> **WHAT NEEDS TO BE DONE**
Your output should be the lines of the entries below, exactly, from the first one through the line that holds "Target: dslr camera".

MATERIAL FOR THIS EXERCISE Start Marker

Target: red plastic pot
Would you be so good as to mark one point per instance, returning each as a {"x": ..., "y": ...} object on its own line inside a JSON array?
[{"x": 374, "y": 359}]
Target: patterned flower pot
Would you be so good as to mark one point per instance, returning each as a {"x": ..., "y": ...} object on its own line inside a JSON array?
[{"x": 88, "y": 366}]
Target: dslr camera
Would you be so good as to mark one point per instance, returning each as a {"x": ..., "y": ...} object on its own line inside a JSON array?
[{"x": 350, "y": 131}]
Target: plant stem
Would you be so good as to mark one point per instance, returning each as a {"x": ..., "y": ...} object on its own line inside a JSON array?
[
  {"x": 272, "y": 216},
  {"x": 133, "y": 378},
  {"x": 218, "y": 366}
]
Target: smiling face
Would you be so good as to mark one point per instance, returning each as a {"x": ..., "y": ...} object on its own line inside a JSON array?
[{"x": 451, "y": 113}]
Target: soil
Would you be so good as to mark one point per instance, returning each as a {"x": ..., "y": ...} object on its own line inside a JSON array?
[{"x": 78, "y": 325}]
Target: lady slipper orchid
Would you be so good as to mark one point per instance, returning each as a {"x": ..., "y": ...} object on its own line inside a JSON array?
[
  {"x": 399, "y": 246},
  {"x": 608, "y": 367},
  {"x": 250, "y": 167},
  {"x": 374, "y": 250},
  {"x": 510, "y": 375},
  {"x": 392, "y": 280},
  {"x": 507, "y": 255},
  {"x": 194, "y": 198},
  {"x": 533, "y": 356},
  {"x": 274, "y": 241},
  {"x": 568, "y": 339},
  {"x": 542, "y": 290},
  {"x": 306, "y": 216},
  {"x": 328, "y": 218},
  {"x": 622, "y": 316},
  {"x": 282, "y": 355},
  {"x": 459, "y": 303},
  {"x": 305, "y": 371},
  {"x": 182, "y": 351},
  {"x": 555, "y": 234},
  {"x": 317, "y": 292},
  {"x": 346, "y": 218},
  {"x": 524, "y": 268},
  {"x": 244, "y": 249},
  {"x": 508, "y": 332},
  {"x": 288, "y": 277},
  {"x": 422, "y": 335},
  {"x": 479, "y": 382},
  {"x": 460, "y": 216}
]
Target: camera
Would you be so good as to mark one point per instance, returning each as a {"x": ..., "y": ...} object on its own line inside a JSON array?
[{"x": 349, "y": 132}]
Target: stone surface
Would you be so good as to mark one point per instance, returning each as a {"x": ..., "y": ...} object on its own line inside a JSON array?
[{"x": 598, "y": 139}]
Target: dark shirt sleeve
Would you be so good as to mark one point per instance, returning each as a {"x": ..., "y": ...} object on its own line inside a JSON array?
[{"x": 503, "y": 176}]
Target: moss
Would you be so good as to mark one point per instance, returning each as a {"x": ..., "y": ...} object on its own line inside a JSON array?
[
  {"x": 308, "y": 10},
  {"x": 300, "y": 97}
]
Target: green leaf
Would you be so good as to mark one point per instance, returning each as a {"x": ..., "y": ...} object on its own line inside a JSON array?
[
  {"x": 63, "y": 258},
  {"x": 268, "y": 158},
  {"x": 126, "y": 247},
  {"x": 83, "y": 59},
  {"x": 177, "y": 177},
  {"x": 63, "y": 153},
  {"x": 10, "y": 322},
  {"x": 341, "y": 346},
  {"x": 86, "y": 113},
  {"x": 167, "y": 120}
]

MATERIAL FOR THIS EXERCISE End Marker

> **ANSWER SECTION**
Target: red plastic pot
Would you be so good as to mark one point per instance, returning each as a {"x": ..., "y": ...} object on its own line inside a JSON array?
[{"x": 374, "y": 359}]
Target: patterned flower pot
Would you be so good as to mark one point per instance, returning each as a {"x": ..., "y": ...} object on its own line inside a JSON array?
[{"x": 88, "y": 366}]
Target: dslr camera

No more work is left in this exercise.